- _Selected passage_

This is the first of what I hope will be a regular feature on this blog. Knot will link to recent things that I’ve been reading. It will include short articles as well as books and other things on the internet.
Articles
- Martin Garbus — “America’s Invisible Inferno” (NYRB)
This NYRB review of ‘Hell Is A Very Small Place’ covers the use of solitary confinement in the American prison system. It ends with unearned optimism, but nevertheless is a useful reminder of the importance of the issue.
- Mary Catherine O’Connor — “The latest weapon in the fight against illegal fishing? Artificial intelligence” (The Guardian)
Interesting short piece on the use of machine learning combined with data science competition site, Kaggle, to try to improve the efficiency and accuracy of fishing inspections. Hardly a day passes when a new initiative like this is launched, merging data science and crowdsourced solutions. I look forward to being able to contribute (one day in the hopefully-not-so-distant future).
- Meeri Kim — “How a researcher used big data to beat her own ovarian cancer” (Washington Post)
More data science, though this is more at the N=1 edge of things than the previous fishery data story. The more data we are able to access and generate, the more there will be need for ways of analysing and processing these complex interactions. A lot of money is being invested in finding ways to automate this for non-technical users, though I imagine we’re still a little way away from that utopia.
- Check Point — “More Than 1 Million Google Accounts Breached by Gooligan” (CheckPoint Blog)
I’m not quite sure why this isn’t a bigger story. I’ve long believed that anything stored by Google (in particular, emails) will at some point be leaked in a hack or by some disgruntled employee. This latest hack is pretty close to that scenario, with the caveat that we don’t know what was taken. Takeaway: move away from the Google ecosystem where possible.

- _Task list_
A. Which data science competition site does the reading-list post mention in its note on illegal fishing?
B. Please write out the part of the reading-list post starting at "- Meeri Kim" and ending at "from that utopia.".
Answer from the reading-list post alone.

- _Dataset extract_
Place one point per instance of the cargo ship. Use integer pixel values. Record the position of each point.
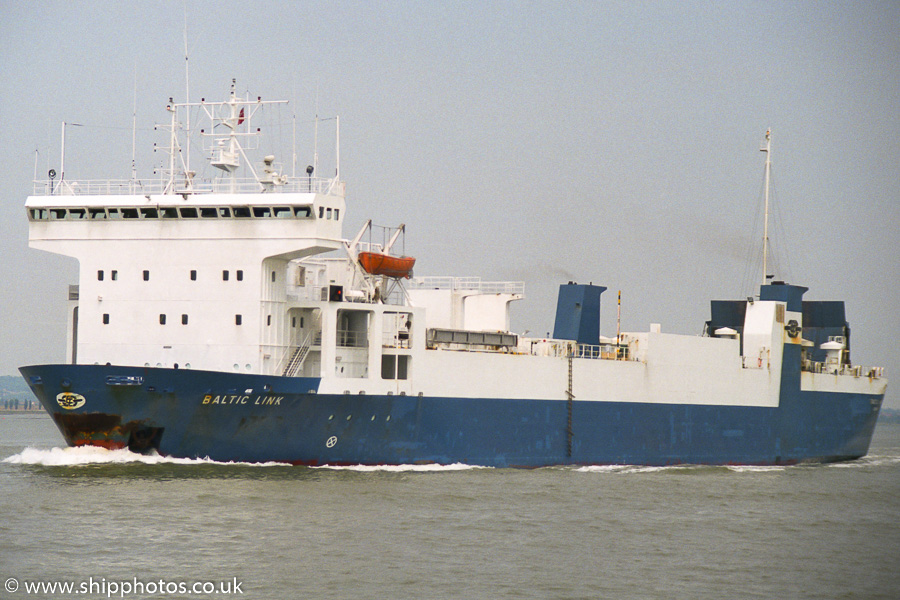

---

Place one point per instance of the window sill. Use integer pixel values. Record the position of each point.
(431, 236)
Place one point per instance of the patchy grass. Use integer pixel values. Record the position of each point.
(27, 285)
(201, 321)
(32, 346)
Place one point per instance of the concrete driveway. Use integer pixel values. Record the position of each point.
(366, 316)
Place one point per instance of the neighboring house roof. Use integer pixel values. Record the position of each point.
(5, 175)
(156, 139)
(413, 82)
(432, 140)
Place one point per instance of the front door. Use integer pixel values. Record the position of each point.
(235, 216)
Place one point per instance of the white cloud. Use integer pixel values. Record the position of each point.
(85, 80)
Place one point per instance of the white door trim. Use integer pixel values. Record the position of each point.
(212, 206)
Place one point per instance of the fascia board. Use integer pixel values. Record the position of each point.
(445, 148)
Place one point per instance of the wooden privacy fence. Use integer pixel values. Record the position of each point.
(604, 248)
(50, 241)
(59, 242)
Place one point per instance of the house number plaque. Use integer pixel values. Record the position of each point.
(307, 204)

- _Solutions per task_
A. Kaggle.

B.
- Meeri Kim — “How a researcher used big data to beat her own ovarian cancer” (Washington Post)
More data science, though this is more at the N=1 edge of things than the previous fishery data story. The more data we are able to access and generate, the more there will be need for ways of analysing and processing these complex interactions. A lot of money is being invested in finding ways to automate this for non-technical users, though I imagine we’re still a little way away from that utopia.